◆ **Required work**:
Reproduce the passage of the property gearing text from "Positively geared: Annual" to "growth of $50,000–$80,000/year." without alteration.

◆ **Source text**:
•••

The Definitions
Negatively geared: Annual rental income < total deductible expenses. Net loss deducted from other income, reducing your tax bill. You're subsidising the property — hoping capital growth compensates over time.
Positively geared: Annual rental income > total deductible expenses. Net profit added to your taxable income. You receive cash flow each week — but pay more tax.
Neutrally geared: Rental income ≈ total expenses. No net loss or profit for tax purposes.
Negative Gearing: Worked Example
Purchase price: $800,000 | Loan: $640,000 at 6.4% (IO) | Rent: $650/wk = $33,800/year
Annual expenses:
Interest: $40,960
Rates + insurance + management: $6,500
Depreciation: $4,200
Total expenses: $51,660
Net rental loss: $17,860
Tax saving (at 37% marginal rate): $6,608
Out-of-pocket cost after tax: $11,252/year ($216/week)
This investor is paying $216/week to hold the property, betting on capital growth of $50,000–$80,000/year.
Positive Gearing: Worked Example
Purchase price: $550,000 | Loan: $440,000 at 6.4% (IO) | Rent: $550/wk = $28,600/year
Annual expenses:
Interest: $28,160
Rates + insurance + management: $5,000
Depreciation: $2,500
Total expenses: $35,660
Net rental loss: $7,060 (still slightly negative after depreciation)

•••

◆ **Entries provided**:
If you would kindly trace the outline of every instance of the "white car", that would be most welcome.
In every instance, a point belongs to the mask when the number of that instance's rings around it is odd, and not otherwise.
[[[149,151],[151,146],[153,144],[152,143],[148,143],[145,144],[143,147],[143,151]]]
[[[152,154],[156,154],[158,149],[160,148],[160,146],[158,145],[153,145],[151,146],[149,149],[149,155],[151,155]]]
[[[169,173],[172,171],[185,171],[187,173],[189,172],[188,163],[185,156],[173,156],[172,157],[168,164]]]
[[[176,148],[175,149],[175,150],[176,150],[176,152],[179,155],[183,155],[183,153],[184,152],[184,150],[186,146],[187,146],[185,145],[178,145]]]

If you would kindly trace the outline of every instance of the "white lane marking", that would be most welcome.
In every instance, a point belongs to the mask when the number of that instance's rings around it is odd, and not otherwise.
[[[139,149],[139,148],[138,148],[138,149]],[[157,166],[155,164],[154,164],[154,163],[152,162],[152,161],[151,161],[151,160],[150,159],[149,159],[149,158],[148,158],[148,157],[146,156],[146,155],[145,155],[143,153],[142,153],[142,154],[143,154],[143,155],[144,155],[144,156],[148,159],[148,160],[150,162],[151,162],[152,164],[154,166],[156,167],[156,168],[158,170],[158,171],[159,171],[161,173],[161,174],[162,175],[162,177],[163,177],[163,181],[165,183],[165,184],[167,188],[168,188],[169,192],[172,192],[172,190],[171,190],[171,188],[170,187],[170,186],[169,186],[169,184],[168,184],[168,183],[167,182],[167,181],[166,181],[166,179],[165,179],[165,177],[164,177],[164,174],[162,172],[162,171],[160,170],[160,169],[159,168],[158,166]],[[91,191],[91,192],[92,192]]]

•••

◆ **Written solution**:
Positively geared: Annual rental income > total deductible expenses. Net profit added to your taxable income. You receive cash flow each week — but pay more tax.
Neutrally geared: Rental income ≈ total expenses. No net loss or profit for tax purposes.
Negative Gearing: Worked Example
Purchase price: $800,000 | Loan: $640,000 at 6.4% (IO) | Rent: $650/wk = $33,800/year
Annual expenses:
Interest: $40,960
Rates + insurance + management: $6,500
Depreciation: $4,200
Total expenses: $51,660
Net rental loss: $17,860
Tax saving (at 37% marginal rate): $6,608
Out-of-pocket cost after tax: $11,252/year ($216/week)
This investor is paying $216/week to hold the property, betting on capital growth of $50,000–$80,000/year.